## Task list
1. Return the stretch of the BT investment article from "The former UK incumbent has" through "the national crisis.", copied word for word.
2. In the BT investment article, what net profit did BT report for the year ending 31 March 2020?
3. Rewrite the paragraph of the BT investment article beginning "The former UK incumbent has previously promised" more briefly, keeping its main facts.

## Text passage
BT Group has announced a large investment in broadband and 5G infrastructure, despite the problems caused by the Coronavirus pandemic.
The former UK incumbent said it would invest £12bn to deliver full fibre broadband (fibre to the premise or FTTP) to 20 million homes by the mid to late 2020s. BT had previously pledged to reach 15 million homes with FTPP by 2025.
But that additional investment comes at a price, after the carrier announced that for the first time in a decade it would suspend its dividend payments for shareholders until 2022.
BT’s announcement comes as the UK debates whether to ease the lockdown measures caused by the global Coronavirus pandemic, during which time BT’s networks performed well and were “comfortably within capacity”.
BT registered a £95m charge due to the virus, but overall BT’s results for the full year ending 31 March 2020 saw a marked decline. Net profit for the past year fell to £1.7bn from £2.2bn a year earlier.
There was also a slide in sales as annual revenues slid to £22.9bn from £23.4bn previously.
“Today we’re announcing the UK’s biggest communications infrastructure investment in a generation,” said chief executive Philip Jansen, who himself tested positive for Covid-19 in March.
“BT has risen to the challenge of the coronavirus crisis, keeping the nation and our NHS connected, standing by our customers and supporting the most vulnerable in our society,” said Jansen. “Recent weeks have shown how vital it is to develop next generation digital infrastructure.”
“That’s why we’ve set out a new target to invest around £12 billion to build full fibre broadband for 20 million premises right across the UK, including rural areas, by the mid- to late-2020s,” he said.
“Combined with our leadership in 5G, this is a sound long-term investment that will drive the UK’s economy for years to come,” he said.
The former UK incumbent has previously promised that there would be no job losses during the pandemic, but had warned Internet Service Providers (ISPs) that it would be scaling back the build out of fibre-to-the-premise (FTTP) and G.fast (tech to deliver speeds of up to 500 Mbps) during the national crisis.
Last month BT said the removal of Huawei equipment from EE’s ‘core mobile network’ would be delayed by two years.
BT now says that “100% of core mobile traffic” will be on its new Ericsson-built equipment by 2023.
But job losses are still on the cards long term for the 100,000 workforce, when Jansen unveiled a new five-year modernisation plan for the business, resulting in £2bn a year in savings.
“BT needs to be leaner, simpler and more agile,” Jansen was quoted by the Guardian newspaper as saying. “This initiative will re-engineer old and out-of-date processes, rationalise products, reduce re-work and switch off many legacy services. But in five years’ time will we end out with less people in BT, definitely.”
BT is also going to facing a bigger challenge after Virgin Media and mobile operator O2 announced they are going to merge and create a 50.50 joint venture.

## Source material
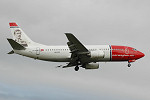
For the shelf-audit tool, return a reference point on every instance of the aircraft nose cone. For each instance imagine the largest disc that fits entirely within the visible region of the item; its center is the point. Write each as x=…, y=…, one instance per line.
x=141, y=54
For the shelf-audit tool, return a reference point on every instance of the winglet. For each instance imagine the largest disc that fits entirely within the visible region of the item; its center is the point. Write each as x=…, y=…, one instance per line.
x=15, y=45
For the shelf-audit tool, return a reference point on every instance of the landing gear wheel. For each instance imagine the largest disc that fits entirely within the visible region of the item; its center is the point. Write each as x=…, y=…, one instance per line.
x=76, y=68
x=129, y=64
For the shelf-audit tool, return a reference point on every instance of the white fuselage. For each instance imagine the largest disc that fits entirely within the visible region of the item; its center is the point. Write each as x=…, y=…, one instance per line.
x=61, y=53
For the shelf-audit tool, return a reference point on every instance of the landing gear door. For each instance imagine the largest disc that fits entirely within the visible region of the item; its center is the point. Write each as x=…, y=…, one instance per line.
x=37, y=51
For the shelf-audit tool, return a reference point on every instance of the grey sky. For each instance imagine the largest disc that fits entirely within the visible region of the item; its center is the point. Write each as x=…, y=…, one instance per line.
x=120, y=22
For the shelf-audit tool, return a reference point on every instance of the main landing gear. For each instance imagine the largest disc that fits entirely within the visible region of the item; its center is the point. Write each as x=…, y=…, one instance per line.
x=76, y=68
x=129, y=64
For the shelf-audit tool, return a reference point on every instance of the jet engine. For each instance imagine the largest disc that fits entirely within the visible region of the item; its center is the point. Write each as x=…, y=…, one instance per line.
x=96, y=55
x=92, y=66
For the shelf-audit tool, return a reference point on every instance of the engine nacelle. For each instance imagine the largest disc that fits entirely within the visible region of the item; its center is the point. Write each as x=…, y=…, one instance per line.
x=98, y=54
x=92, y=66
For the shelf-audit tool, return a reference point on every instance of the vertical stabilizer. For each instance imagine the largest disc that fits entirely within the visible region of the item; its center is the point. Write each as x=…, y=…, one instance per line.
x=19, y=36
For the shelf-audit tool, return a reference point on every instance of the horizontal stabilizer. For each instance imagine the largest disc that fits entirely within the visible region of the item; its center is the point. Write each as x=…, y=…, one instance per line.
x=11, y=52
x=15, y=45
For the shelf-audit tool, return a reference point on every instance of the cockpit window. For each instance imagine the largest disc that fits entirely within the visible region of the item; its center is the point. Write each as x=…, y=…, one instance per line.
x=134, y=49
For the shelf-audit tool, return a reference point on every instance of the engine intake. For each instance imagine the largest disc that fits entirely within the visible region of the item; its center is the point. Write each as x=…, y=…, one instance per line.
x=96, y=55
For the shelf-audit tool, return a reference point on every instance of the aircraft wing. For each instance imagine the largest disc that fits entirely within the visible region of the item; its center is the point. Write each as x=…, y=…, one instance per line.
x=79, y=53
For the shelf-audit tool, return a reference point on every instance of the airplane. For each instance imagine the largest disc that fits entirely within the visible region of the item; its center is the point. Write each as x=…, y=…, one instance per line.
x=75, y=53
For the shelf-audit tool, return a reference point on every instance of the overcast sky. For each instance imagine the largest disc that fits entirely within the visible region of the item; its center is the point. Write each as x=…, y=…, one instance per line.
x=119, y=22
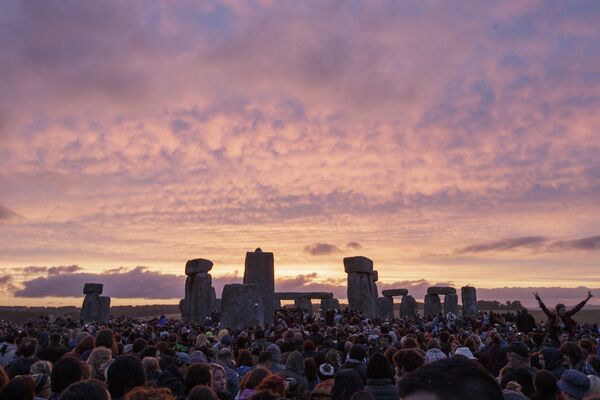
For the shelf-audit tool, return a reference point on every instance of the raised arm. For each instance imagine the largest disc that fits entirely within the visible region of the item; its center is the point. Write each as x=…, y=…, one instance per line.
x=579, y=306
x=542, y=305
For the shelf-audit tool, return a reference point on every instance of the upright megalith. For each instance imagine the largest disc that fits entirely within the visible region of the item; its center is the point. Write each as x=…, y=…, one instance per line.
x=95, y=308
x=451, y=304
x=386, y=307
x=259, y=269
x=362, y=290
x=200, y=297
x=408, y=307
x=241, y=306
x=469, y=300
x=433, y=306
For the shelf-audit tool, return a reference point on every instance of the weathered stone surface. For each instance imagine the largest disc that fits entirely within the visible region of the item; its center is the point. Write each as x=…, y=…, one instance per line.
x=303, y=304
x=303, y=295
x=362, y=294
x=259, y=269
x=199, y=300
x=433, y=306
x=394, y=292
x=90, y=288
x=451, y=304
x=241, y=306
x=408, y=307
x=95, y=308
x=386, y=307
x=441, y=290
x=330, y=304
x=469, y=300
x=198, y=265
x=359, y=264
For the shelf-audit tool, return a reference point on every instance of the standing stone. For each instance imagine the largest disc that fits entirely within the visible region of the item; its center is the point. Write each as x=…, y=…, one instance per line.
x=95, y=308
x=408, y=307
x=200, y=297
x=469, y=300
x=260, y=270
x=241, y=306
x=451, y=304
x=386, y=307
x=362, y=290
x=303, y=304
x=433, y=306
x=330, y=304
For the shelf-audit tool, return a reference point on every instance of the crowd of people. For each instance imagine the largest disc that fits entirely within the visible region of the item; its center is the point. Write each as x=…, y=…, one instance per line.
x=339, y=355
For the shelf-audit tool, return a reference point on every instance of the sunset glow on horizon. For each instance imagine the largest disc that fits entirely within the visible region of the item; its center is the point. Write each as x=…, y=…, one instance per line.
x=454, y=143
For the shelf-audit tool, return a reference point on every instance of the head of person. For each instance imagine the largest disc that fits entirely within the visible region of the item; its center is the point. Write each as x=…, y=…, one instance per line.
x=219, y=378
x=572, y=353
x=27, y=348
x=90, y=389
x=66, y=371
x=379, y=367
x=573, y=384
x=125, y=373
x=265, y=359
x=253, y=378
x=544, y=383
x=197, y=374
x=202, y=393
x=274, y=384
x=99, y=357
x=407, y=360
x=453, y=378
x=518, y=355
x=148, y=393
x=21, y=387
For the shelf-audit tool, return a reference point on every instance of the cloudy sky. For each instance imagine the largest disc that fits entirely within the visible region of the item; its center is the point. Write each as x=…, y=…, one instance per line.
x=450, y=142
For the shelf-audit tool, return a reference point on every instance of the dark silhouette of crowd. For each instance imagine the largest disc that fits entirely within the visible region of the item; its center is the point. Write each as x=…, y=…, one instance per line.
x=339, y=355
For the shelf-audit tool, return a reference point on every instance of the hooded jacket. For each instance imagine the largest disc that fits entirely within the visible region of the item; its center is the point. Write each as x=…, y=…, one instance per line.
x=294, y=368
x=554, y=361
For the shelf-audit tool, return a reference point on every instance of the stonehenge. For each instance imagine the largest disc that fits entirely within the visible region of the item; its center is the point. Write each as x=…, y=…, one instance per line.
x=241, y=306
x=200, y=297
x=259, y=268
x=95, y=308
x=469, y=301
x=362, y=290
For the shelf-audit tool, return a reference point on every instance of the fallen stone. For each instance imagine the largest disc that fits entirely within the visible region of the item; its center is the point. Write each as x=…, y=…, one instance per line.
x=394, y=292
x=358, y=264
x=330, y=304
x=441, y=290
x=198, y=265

## Numbered answers
1.
The former UK incumbent has previously promised that there would be no job losses during the pandemic, but had warned Internet Service Providers (ISPs) that it would be scaling back the build out of fibre-to-the-premise (FTTP) and G.fast (tech to deliver speeds of up to 500 Mbps) during the national crisis.

2. £1.7bn

3. BT promised no job losses during the pandemic. It also warned Internet Service Providers that it would scale back its build-out of fibre-to-the-premise and G.fast (up to 500 Mbps) during the national crisis.